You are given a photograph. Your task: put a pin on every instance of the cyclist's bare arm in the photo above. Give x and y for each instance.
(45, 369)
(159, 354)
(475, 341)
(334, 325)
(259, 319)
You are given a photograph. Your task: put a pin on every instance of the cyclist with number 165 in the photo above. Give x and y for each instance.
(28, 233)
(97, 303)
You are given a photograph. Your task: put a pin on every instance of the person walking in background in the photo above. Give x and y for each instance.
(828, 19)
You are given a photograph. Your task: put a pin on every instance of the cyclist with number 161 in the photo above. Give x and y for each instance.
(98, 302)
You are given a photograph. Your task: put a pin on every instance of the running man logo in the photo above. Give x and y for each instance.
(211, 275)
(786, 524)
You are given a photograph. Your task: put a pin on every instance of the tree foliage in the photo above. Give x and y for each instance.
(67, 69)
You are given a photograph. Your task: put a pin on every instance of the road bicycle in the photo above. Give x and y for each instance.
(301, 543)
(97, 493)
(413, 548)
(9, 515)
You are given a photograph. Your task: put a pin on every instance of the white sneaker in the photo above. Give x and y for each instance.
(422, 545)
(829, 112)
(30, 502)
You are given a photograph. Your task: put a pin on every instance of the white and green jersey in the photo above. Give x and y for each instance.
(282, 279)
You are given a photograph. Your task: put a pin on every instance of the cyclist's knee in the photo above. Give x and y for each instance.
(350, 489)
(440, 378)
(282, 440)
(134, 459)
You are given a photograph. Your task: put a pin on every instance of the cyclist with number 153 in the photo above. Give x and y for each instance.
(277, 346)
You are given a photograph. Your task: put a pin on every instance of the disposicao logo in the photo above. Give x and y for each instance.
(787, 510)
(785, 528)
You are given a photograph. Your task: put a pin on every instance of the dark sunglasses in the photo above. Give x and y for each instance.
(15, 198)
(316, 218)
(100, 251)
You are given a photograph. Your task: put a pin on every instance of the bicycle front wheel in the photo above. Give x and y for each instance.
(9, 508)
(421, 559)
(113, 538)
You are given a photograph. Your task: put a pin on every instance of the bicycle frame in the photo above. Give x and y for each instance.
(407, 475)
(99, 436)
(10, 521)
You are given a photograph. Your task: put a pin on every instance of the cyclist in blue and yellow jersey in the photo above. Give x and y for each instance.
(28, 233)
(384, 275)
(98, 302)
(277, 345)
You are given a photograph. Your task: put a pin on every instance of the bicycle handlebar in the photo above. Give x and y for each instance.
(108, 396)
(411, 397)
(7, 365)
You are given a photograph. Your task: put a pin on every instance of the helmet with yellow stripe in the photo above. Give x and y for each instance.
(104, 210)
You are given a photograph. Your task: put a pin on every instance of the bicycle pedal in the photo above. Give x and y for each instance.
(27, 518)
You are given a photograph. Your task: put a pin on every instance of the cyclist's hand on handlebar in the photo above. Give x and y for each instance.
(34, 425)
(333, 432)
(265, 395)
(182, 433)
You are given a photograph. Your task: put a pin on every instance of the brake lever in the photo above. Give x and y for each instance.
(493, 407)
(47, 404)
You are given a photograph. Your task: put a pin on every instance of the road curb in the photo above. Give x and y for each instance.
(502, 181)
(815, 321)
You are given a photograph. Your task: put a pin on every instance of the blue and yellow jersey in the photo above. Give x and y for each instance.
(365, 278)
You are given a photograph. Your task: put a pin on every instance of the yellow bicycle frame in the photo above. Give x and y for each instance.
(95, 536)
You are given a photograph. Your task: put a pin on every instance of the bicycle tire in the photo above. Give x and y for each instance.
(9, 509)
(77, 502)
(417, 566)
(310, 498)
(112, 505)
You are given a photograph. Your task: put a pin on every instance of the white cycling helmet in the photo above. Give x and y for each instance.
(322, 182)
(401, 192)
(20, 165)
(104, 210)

...

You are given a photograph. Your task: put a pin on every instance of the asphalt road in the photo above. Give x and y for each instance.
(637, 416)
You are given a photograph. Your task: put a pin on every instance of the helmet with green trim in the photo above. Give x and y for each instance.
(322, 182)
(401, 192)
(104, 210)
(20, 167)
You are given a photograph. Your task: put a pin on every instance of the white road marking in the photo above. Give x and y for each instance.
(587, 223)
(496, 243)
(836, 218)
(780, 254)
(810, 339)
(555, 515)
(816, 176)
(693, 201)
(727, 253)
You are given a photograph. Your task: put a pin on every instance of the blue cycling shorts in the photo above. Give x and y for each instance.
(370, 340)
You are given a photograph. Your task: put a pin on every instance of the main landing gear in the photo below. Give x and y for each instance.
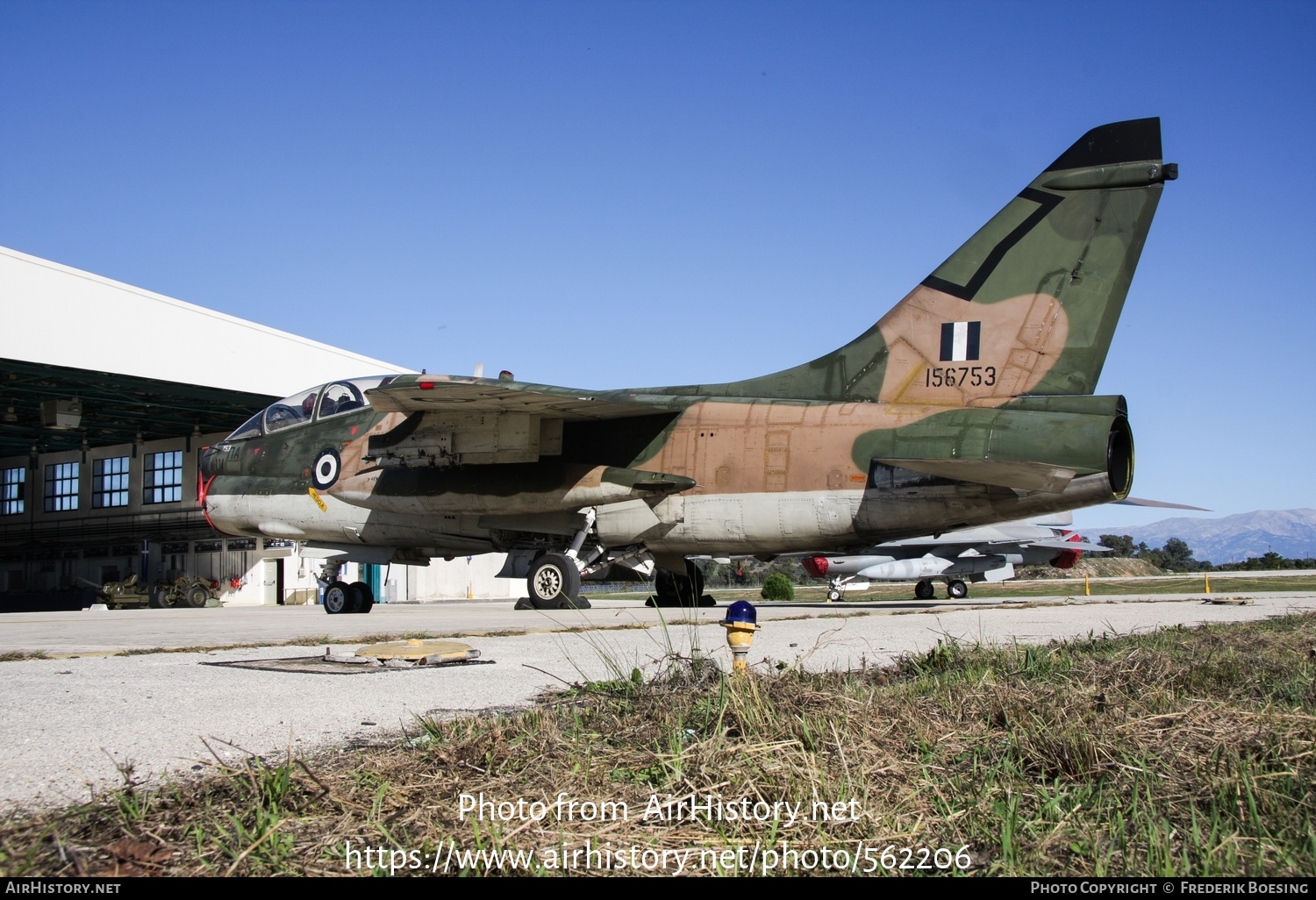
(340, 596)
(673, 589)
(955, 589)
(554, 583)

▶ _EXERCISE TASK_: Pull out each line of the data above that contains the word "handlebar" and copy those lines unchanged.

▶ _SOLUTION TO THIS PROBLEM_:
You are given a photograph. Your task: put a pin on every instance of the bicycle handlebar in the photo above. Give x and y for each instance.
You are given a photograph. Your task: put a pin on every instance of the cyclist's hand on handlebar in the photo above. Give x and y for each instance.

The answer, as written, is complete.